** DATA follows **

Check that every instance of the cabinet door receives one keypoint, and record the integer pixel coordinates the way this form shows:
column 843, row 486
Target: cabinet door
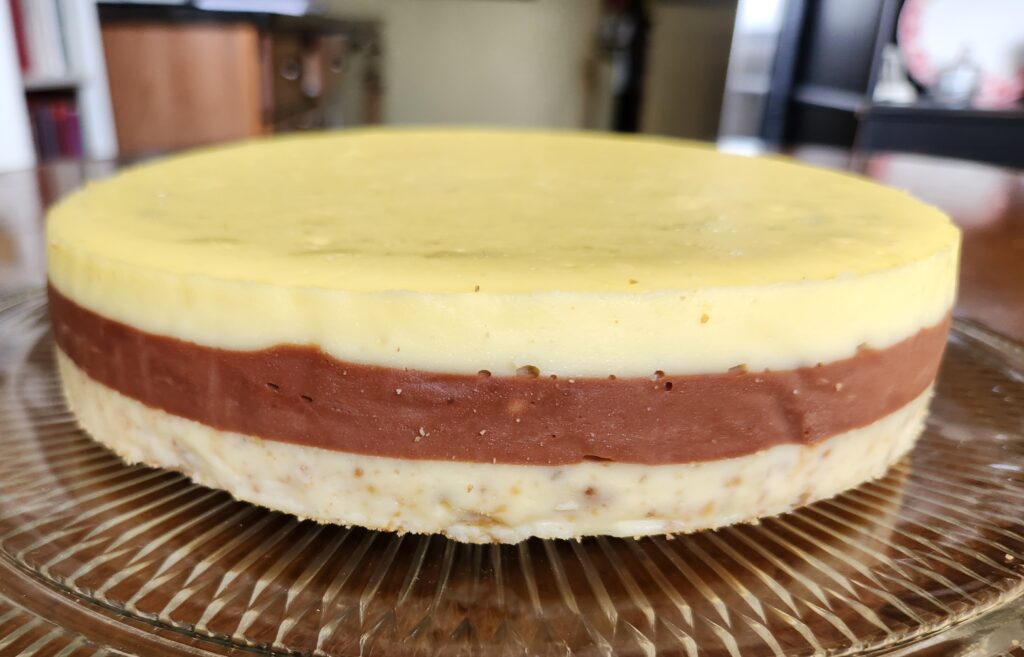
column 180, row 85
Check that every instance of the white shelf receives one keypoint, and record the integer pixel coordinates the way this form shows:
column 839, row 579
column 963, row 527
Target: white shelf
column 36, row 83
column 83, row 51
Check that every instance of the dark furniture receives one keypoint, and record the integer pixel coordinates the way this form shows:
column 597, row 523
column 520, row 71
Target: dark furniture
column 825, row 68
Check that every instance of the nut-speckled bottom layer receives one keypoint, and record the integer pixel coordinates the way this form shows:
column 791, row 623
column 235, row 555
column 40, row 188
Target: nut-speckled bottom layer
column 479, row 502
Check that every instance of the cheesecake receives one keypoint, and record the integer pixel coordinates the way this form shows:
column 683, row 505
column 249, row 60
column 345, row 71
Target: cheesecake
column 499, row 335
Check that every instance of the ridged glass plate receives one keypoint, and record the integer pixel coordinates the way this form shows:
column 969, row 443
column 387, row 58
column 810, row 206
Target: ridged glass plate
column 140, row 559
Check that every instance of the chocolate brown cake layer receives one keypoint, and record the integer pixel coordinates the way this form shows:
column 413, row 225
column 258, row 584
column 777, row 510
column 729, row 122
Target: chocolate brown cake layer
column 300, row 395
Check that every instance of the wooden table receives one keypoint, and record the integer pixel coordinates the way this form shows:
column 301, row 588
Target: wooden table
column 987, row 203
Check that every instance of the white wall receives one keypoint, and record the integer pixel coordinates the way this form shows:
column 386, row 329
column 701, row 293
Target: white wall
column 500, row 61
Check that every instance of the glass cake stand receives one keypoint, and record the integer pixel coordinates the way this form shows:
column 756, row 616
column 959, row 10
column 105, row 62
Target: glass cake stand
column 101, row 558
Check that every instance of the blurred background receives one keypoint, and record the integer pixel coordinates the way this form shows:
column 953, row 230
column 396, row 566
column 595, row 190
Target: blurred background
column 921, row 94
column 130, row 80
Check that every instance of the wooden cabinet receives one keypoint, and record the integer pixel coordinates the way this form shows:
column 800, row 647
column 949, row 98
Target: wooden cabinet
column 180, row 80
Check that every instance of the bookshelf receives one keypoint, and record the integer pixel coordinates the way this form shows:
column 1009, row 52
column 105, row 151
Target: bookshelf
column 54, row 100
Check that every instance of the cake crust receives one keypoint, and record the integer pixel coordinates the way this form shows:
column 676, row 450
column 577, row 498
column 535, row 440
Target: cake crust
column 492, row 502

** End of DATA **
** DATA follows **

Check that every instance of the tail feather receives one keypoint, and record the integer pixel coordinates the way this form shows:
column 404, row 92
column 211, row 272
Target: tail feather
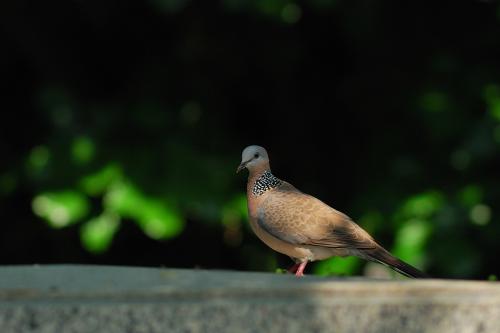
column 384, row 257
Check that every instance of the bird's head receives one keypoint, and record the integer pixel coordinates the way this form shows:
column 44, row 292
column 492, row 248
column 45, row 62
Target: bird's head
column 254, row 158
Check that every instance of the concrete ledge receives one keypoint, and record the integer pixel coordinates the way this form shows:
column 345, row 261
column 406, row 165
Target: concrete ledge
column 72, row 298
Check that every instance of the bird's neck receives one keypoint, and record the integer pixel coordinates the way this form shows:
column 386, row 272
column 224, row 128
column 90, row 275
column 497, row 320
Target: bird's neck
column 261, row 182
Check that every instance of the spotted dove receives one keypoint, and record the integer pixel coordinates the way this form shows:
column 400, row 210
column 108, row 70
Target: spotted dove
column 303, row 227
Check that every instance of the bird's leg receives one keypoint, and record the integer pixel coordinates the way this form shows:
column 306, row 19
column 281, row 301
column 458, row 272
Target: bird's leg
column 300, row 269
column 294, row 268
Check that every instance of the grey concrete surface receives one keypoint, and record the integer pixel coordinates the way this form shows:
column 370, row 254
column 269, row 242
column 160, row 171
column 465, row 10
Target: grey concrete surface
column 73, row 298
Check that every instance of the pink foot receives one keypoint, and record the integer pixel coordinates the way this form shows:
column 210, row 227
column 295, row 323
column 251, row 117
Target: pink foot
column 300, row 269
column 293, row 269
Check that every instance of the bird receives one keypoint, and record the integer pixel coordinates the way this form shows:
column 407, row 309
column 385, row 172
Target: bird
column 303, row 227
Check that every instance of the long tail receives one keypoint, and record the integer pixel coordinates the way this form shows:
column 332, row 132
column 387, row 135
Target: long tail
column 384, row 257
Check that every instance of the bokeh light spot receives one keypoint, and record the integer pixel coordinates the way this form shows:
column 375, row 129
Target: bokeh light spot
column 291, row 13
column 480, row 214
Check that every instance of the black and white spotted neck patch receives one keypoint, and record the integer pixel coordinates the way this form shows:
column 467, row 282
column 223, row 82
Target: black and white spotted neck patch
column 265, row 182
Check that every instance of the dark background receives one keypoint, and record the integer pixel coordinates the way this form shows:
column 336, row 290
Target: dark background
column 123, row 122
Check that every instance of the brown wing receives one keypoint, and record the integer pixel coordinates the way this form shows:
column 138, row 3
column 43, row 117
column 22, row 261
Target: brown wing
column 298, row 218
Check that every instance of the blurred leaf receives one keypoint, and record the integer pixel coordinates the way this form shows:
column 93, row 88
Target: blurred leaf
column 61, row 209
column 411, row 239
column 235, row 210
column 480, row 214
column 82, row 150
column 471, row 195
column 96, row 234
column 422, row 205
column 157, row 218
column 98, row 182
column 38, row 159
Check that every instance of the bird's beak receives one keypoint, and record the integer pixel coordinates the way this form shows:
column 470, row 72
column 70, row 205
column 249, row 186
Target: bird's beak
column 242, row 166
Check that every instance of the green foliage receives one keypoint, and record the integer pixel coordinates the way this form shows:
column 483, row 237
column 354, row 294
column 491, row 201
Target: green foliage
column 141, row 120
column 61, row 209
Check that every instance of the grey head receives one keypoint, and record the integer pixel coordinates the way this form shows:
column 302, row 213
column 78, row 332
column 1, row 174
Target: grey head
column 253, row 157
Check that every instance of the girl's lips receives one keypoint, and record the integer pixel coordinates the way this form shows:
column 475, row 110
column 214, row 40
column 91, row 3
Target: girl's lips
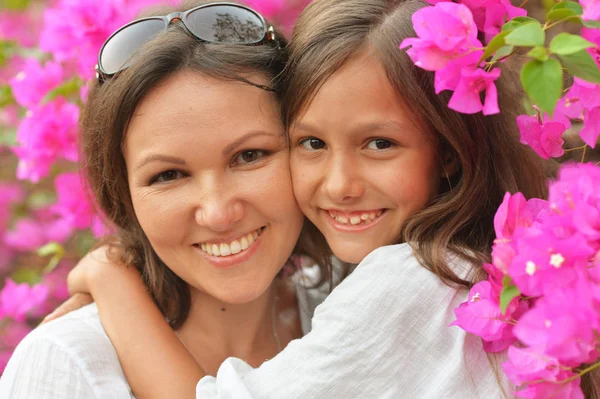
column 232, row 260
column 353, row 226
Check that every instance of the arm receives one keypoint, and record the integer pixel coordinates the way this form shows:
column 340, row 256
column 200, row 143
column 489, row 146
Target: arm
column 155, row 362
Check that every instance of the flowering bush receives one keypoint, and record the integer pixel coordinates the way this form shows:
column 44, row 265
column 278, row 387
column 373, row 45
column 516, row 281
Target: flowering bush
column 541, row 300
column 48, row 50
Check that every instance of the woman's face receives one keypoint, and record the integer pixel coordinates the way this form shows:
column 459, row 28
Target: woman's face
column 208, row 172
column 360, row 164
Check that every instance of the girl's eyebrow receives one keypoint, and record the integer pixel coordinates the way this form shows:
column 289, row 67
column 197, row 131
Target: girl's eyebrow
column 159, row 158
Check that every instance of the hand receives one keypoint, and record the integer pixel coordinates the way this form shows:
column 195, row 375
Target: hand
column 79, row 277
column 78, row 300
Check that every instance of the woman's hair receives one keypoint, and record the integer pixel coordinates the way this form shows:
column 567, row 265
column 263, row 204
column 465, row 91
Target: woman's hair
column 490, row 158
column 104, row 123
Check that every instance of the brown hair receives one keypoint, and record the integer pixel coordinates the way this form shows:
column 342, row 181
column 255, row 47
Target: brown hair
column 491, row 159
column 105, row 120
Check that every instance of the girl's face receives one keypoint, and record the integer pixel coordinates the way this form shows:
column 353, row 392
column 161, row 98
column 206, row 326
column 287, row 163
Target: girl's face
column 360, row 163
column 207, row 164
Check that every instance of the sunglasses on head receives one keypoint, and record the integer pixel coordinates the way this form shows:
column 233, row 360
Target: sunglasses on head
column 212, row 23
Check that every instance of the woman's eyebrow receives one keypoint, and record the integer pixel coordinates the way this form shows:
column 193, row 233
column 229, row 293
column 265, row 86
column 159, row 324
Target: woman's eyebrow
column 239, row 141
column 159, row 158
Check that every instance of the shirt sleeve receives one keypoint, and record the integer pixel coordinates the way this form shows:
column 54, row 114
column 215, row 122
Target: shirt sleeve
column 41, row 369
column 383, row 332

** End of DATA **

TASK ITEM: All that is wanted is a faithful reproduction of the line above with "column 406, row 165", the line with "column 223, row 82", and every line in between.

WRITTEN RESPONSE:
column 406, row 165
Target: concrete ledge
column 72, row 298
Check that every instance of the bird's neck receives one keypoint, and record the integer pixel coordinates the way this form shows:
column 386, row 272
column 224, row 128
column 90, row 275
column 497, row 320
Target: bird's neck
column 261, row 182
Check that every instance of the spotted dove receives one keypoint, and record the integer pixel coordinates the way this form shows:
column 400, row 210
column 108, row 70
Target: spotted dove
column 303, row 227
Check that every instance of the bird's leg receives one keypoint, and record the integer pixel coordinates the way this form shows:
column 306, row 19
column 281, row 301
column 458, row 272
Target: bird's leg
column 300, row 269
column 294, row 268
Check that every instance of the grey concrete surface receives one keypoint, and record the integer pixel coordinates the way this form shows:
column 370, row 254
column 269, row 242
column 160, row 171
column 465, row 10
Target: grey concrete surface
column 73, row 298
Check that every instance of the pink foot receives one keypoint, and record the integer pixel coordinates the way this form shows:
column 210, row 227
column 295, row 323
column 251, row 117
Target: pink foot
column 300, row 269
column 293, row 269
Check that every instance of the bird receives one keypoint, and record the integer pixel coordinates the way this form shows:
column 407, row 309
column 385, row 172
Target: bird
column 303, row 227
Check that every instance of the long tail receives one keypoint, and record the integer pixel coordinates the way this form shows:
column 332, row 132
column 387, row 135
Target: long tail
column 384, row 257
Check that every instance of the bokeh light spot receives one keypoint, and record the integer pixel coordinates the way this form shows:
column 375, row 129
Target: bokeh light spot
column 291, row 13
column 480, row 214
Check that every instance of the black and white spotted neck patch receives one keypoint, and record the integer pixel coordinates the way this form shows:
column 467, row 282
column 223, row 82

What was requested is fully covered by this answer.